Records from a data source:
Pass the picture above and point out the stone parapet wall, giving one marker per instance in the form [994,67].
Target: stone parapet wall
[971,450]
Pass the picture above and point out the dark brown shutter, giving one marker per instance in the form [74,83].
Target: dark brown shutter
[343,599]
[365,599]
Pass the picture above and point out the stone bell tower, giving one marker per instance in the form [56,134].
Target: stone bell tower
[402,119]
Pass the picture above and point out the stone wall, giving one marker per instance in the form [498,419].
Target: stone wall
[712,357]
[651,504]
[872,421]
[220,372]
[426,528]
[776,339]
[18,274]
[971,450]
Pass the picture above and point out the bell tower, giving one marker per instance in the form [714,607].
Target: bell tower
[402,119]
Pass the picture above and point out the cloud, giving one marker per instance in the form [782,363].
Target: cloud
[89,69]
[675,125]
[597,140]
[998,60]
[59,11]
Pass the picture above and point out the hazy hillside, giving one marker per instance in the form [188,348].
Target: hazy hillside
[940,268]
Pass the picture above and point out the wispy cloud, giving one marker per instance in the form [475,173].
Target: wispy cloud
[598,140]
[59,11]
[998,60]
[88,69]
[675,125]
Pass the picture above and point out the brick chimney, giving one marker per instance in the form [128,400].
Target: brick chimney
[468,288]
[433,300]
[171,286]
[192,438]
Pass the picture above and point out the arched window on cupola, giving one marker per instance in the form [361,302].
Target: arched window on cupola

==

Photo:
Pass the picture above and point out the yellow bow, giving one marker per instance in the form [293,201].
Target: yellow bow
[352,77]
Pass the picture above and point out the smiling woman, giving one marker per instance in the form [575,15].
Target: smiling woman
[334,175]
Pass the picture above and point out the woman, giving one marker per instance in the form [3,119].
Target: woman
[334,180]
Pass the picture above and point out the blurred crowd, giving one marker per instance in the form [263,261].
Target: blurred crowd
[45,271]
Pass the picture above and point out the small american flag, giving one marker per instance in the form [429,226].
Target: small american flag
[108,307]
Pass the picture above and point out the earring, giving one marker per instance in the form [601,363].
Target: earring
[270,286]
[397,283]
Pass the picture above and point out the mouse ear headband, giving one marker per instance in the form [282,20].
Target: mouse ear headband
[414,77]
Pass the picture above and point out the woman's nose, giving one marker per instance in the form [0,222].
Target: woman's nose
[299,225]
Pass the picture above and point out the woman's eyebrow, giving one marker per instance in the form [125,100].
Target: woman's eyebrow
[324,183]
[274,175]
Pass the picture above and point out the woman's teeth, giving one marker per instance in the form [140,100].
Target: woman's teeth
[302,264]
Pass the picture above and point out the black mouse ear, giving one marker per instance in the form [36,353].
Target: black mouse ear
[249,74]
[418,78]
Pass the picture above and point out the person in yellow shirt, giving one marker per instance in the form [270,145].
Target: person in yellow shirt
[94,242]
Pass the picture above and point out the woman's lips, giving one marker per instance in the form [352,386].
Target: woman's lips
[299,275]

▶ _Your goal_
Above are the records; print exactly the lines from the line with "Pass the picture above and point out the person" to the line with "Pass the picture above and point out the woman's lips, giving", including both, and nothing else.

▶ _Answer to this problem_
Pass the picture above and point out the person in yellow shirt, giving one marker per instance in the form [270,145].
Target: person in yellow shirt
[94,242]
Pass the picture above and point out the woman's lips, giving one marker per instance in the form [352,386].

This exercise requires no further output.